Work task 1: Copy the section of the article on high mortgage payments word for word, starting at the words "As the number" and stopping after "with Credit Canada.".
Work task 2: Using the article on high mortgage payments, say whether each statement agrees with it, answering yes or no and quoting the deciding words: (a) Becky Western-Macfadyen is a financial coaching manager with Credit Canada; (b) Tony Salgado says the rise in mortgage rates affects only low- or middle-income households; (c) Western-Macfadyen recommends focusing on small expenses such as lattes.

Supplied text:
Smart Tips for Financial Management during High Mortgage Payments – Expert Advice from National Experts

As the number of homeowners facing mortgage renewals with higher interest rates continues to rise, many find themselves in the difficult position of potentially having to sell their homes. However, experts suggest that there are steps financially strained homeowners can take before resorting to selling.

“It’s important to recognize that selling the house might be the only option for some homeowners,” says Becky Western-Macfadyen, a financial coaching manager with Credit Canada.

One of the first steps homeowners should take is to reevaluate their family spending, including regular expenses such as household maintenance, car repairs, and medical bills. Western-Macfadyen suggests listing all potential ideas on paper and finding ways to diversify income sources, such as taking on a second job or renting out a room in the house.

It’s important to be realistic and make sustainable changes, rather than focusing on small expenses like cutting out lattes, advises Western-Macfadyen.

As the mortgage renewal date approaches, homeowners should consider making a lump-sum payment towards their current mortgage to help manage the expected increase in monthly payments. Seeking help from a financial advisor or certified financial planner can also assist in determining an affordable and sustainable lifestyle.

When it comes to mortgage renewal offers, Tony Salgado, founder of AMS Wealth, advises homeowners not to assume that the first offer presented by a lender is the best rate. Working with a mortgage broker can help homeowners shop around for the best rates and potentially save a significant amount of money.

Salgado also emphasizes the importance of considering mortgage amortization and choosing between fixed and variable rates to alleviate the burden of higher interest rates upon renewal.

While it may seem that the surge in mortgage rates is only affecting low- or middle-income households, Salgado notes that it impacts all individuals with a mortgage, regardless of income level. Those with higher incomes may have more flexibility in adjusting to higher borrowing costs by moving around assets or capital.

In some cases, younger homeowners may turn to their parents for help in making mortgage payments, as a form of an advance on their expected inheritance.

Dataset section:
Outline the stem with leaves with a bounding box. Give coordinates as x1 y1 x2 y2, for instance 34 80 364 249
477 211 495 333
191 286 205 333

Solution 1:
As the number of homeowners facing mortgage renewals with higher interest rates continues to rise, many find themselves in the difficult position of potentially having to sell their homes. However, experts suggest that there are steps financially strained homeowners can take before resorting to selling.

“It’s important to recognize that selling the house might be the only option for some homeowners,” says Becky Western-Macfadyen, a financial coaching manager with Credit Canada.

Solution 2:
(a) Yes: "a financial coaching manager with Credit Canada"
(b) No: "it impacts all individuals with a mortgage, regardless of income level"
(c) No: "rather than focusing on small expenses like cutting out lattes"